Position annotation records

+--

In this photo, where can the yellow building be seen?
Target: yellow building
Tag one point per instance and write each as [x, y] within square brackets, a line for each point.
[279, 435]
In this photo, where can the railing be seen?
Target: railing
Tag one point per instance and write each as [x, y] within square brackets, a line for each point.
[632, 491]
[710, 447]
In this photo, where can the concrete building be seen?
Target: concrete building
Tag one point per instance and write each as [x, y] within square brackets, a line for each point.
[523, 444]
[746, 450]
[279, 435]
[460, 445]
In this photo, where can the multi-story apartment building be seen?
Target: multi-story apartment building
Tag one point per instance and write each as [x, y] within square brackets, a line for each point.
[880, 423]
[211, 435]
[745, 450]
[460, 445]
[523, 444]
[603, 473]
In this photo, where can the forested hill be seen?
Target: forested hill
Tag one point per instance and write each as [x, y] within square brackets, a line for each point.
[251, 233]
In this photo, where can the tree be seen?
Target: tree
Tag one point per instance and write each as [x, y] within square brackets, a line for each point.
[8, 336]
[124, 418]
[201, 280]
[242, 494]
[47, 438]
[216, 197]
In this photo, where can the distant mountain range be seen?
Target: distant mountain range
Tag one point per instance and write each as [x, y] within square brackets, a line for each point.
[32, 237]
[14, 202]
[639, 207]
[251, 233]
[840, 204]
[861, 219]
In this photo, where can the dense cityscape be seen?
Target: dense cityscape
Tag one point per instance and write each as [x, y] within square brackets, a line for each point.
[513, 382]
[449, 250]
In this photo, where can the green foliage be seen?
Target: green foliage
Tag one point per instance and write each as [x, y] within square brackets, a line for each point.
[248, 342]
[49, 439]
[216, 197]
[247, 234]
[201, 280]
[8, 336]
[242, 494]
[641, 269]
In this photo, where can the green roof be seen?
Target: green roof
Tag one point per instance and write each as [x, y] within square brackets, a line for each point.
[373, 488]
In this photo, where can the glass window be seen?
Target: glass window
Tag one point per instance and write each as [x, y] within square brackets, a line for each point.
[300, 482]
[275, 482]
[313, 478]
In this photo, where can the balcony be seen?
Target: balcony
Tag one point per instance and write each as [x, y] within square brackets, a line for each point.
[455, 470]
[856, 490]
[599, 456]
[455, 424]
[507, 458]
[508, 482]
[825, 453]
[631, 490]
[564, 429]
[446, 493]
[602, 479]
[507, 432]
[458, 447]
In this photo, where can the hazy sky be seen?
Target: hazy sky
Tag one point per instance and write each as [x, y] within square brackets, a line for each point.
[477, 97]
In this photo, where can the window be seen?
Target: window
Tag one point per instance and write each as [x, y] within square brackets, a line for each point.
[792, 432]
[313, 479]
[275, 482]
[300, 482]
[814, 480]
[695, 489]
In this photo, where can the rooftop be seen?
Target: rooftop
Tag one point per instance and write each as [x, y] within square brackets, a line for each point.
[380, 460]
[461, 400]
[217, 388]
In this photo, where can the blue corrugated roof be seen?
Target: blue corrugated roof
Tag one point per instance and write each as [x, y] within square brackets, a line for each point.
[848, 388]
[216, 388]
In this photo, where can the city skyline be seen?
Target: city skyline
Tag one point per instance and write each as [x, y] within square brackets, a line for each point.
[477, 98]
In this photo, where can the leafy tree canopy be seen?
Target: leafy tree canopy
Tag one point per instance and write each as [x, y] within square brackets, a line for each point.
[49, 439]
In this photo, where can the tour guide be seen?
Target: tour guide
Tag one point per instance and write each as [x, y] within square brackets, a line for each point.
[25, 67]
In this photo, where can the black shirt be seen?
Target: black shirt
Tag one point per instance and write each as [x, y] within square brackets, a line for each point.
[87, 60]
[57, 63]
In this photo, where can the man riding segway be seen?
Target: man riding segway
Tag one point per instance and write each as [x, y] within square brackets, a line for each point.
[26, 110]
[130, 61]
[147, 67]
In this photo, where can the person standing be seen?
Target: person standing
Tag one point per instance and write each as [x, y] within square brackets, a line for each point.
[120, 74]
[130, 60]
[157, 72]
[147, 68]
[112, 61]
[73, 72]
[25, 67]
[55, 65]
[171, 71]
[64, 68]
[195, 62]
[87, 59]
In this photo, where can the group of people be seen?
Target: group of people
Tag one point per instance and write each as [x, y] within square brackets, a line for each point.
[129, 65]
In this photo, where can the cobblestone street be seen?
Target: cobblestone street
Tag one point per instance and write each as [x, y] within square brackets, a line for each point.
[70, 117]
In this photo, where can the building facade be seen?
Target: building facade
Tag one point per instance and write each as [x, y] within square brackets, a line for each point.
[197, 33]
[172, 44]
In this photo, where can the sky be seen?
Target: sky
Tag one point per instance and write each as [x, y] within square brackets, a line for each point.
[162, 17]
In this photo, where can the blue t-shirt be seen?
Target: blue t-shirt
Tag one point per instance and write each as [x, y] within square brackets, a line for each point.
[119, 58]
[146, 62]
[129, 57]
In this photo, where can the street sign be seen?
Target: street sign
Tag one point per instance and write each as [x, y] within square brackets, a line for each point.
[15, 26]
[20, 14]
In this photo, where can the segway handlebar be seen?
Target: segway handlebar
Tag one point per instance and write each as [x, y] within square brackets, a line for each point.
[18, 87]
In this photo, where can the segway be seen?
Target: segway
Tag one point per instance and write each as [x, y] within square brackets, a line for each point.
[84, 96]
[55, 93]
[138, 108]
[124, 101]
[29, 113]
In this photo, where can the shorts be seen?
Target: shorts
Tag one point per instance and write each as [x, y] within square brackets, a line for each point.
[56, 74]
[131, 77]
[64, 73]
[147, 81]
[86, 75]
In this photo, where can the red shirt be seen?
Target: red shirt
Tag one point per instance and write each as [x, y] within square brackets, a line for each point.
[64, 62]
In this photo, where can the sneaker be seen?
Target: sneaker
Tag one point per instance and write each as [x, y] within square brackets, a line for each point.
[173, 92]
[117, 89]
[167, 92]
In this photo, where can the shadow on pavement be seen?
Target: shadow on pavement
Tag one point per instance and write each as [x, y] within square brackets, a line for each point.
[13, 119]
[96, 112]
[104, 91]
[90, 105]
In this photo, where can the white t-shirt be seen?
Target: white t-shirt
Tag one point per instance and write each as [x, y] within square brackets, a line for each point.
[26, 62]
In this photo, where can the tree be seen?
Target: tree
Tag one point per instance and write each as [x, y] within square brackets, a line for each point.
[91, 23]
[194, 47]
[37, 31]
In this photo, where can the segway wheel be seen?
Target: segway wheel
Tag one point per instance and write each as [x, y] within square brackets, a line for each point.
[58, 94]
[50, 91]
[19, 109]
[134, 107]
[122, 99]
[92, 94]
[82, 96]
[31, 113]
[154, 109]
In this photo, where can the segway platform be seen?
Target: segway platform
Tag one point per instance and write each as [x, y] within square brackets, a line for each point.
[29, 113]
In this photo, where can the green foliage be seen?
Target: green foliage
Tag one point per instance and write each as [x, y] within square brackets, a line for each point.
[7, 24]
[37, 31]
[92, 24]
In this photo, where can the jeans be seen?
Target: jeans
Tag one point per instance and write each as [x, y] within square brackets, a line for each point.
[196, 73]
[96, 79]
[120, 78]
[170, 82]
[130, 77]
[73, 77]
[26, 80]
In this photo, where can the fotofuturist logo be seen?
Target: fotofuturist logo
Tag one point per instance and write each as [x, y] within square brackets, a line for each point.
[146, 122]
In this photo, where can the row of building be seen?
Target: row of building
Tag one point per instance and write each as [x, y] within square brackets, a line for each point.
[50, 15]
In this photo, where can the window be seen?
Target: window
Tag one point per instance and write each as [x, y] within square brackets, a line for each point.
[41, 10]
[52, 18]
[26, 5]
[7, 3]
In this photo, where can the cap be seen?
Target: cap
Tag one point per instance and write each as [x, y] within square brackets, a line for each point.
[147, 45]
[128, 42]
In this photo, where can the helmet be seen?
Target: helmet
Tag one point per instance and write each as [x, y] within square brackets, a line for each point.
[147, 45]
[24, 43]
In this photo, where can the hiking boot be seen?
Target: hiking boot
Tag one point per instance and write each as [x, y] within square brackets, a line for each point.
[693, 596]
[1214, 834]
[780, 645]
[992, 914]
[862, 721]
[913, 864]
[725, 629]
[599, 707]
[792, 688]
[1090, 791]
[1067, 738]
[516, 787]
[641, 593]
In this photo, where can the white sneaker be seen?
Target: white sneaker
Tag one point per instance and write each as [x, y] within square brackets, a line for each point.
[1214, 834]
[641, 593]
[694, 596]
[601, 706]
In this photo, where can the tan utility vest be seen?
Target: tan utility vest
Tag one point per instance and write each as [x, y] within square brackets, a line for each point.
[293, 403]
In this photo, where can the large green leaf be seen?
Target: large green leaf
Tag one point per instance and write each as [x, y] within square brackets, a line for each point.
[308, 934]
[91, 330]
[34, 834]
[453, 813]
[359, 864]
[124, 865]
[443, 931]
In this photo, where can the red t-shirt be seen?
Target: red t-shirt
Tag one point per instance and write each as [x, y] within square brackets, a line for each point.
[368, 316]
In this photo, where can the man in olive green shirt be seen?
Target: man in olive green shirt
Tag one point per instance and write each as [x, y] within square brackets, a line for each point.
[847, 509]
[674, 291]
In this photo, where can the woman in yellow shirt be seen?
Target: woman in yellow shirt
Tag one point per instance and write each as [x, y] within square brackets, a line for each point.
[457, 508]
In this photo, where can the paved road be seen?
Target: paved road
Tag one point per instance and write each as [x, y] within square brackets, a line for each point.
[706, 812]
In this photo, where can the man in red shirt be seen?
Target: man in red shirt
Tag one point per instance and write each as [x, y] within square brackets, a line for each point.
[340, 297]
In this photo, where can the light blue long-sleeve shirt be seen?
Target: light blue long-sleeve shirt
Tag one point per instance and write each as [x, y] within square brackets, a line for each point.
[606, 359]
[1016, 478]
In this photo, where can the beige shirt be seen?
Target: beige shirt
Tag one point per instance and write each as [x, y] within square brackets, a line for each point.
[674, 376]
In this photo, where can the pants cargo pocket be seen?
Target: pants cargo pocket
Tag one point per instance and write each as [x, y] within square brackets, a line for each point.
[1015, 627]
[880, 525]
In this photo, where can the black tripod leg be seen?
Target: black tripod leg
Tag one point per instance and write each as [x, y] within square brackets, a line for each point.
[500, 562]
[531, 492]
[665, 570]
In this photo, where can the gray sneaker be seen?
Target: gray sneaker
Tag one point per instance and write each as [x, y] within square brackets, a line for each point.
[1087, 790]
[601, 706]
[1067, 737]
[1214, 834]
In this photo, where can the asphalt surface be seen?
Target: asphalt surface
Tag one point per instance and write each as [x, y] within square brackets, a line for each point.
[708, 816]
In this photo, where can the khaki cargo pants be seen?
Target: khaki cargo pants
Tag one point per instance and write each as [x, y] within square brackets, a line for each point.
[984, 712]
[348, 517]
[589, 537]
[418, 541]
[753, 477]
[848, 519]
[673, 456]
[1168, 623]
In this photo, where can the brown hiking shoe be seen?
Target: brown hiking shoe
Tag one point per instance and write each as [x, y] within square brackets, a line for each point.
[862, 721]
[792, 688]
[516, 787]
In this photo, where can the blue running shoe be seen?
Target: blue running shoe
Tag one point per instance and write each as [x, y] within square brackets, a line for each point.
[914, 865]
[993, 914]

+--

Retype the records verbatim from the line containing "In this photo, where can the light" through the line containing "[1168, 623]", including both of those lines.

Response
In this photo, where can the light blue long-sleeve shirt be seen?
Target: light blue long-sleeve shirt
Tag one point per instance and write each as [x, y] within square brackets, a line for each point.
[606, 359]
[1016, 478]
In this photo, where can the beige shirt be seen?
Target: beige shirt
Tag one point per instance and write each as [x, y] within square brackets, a line for each point.
[674, 376]
In this photo, where can the pants cargo pocket be seen?
Target: pants cargo pocket
Tag one point per instance and write each as [x, y] within square brackets, a line for each point.
[1015, 627]
[880, 525]
In this photo, where can the black tripod leg be seen?
Target: black tripod leg
Tag one point per instance and write each as [x, y] within square brackets, a line for each point.
[500, 562]
[531, 492]
[665, 570]
In this photo, where can the gray sneaker be seen?
Target: gray sneaker
Tag one point per instance and write each as [x, y] within square brackets, a line for each point.
[1087, 790]
[601, 706]
[1067, 737]
[1214, 834]
In this photo, where can the asphalt surface be seen?
Target: asphalt surface
Tag one point per instance and write each as [x, y] within square brackets, a line for each point.
[708, 816]
In this photo, where can the khaki cargo pants be seen?
Target: khaki cargo pants
Tag one point per instance and write each as [x, y] within square brackets, a line for each point.
[984, 712]
[348, 517]
[589, 537]
[418, 541]
[753, 477]
[848, 519]
[673, 456]
[1168, 623]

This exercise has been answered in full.